═════ DATASET

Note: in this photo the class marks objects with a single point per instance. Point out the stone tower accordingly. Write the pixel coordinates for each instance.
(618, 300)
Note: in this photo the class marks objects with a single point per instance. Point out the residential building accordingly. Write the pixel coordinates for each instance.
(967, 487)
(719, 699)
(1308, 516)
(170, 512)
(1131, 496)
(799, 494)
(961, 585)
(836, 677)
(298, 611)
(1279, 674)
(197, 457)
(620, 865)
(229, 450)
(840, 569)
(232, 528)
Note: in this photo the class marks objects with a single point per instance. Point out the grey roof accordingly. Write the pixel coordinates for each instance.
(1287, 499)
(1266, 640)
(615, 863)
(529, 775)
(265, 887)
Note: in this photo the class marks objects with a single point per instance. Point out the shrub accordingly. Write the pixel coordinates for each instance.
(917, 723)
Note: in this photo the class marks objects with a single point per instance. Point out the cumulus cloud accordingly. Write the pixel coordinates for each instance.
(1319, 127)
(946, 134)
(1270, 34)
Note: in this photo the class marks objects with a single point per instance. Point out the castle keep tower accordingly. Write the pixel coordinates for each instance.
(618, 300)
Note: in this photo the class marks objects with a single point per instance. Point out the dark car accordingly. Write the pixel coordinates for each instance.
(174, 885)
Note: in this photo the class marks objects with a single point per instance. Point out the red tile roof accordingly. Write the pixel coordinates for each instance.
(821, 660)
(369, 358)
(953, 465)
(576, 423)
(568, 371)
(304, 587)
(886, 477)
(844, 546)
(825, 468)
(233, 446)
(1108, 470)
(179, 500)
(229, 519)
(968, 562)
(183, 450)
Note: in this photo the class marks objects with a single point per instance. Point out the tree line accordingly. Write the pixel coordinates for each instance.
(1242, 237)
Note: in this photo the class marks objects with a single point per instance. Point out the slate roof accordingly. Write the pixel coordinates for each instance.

══════════

Copy the data above, switching every "Point out" to "Locate" and leaving everything else unchanged.

OUTPUT FOR THIS EXERCISE >>
Note: in this photo the class marks objects with a single point per instance. Locate the stone tower accordingly. Write the pixel coordinates for each instance.
(618, 300)
Note: in this photo the class marks objects with a single point per instance. Locate the residential building accordingly. Write the pixel coordinates for each instance.
(967, 487)
(719, 699)
(1308, 516)
(170, 512)
(1131, 496)
(799, 494)
(961, 585)
(836, 677)
(298, 611)
(1279, 674)
(197, 457)
(620, 865)
(229, 450)
(840, 569)
(232, 528)
Note: in this photo the class marks objects with a single point per instance. Locate the grey roof accordingly. Write the pixel coordinates for each instance.
(1287, 499)
(1266, 640)
(615, 863)
(529, 775)
(265, 887)
Note: in this photo the class marks objects with a single point per instance. Locate the shrub accordingly. Write the pixel coordinates for each instance.
(917, 723)
Note: in this photo the class marks objects with a single point per instance. Locate the cumulus cloud accordingly. Write the pixel coordinates for each instance.
(1319, 127)
(946, 134)
(1270, 34)
Note: in this photo the class marks objects with a single point per instance. Locate the castle keep tower accordingly. Write the pixel coordinates for each instance.
(618, 300)
Note: in this photo the class marks objects with a single point per instance. Locate the dark car accordingly. Write the pixel coordinates for each instance.
(174, 885)
Note: in this photo the class marks objects with a single point per instance. Locate the red tile roof accordingly. Write the pixel coordinates for each instance.
(821, 660)
(369, 358)
(953, 465)
(576, 423)
(568, 371)
(304, 587)
(886, 477)
(844, 546)
(825, 468)
(233, 446)
(1108, 470)
(179, 500)
(229, 519)
(968, 562)
(183, 450)
Note: in this photo the class marks objects with a single point per instance. Locate the tree line accordingly. Write the pixel coordinates for each instance.
(1242, 237)
Note: in this photo the class marks objects with a single point per instance. Locate the slate roof accordingly. Write the pixel coordinates for each instance.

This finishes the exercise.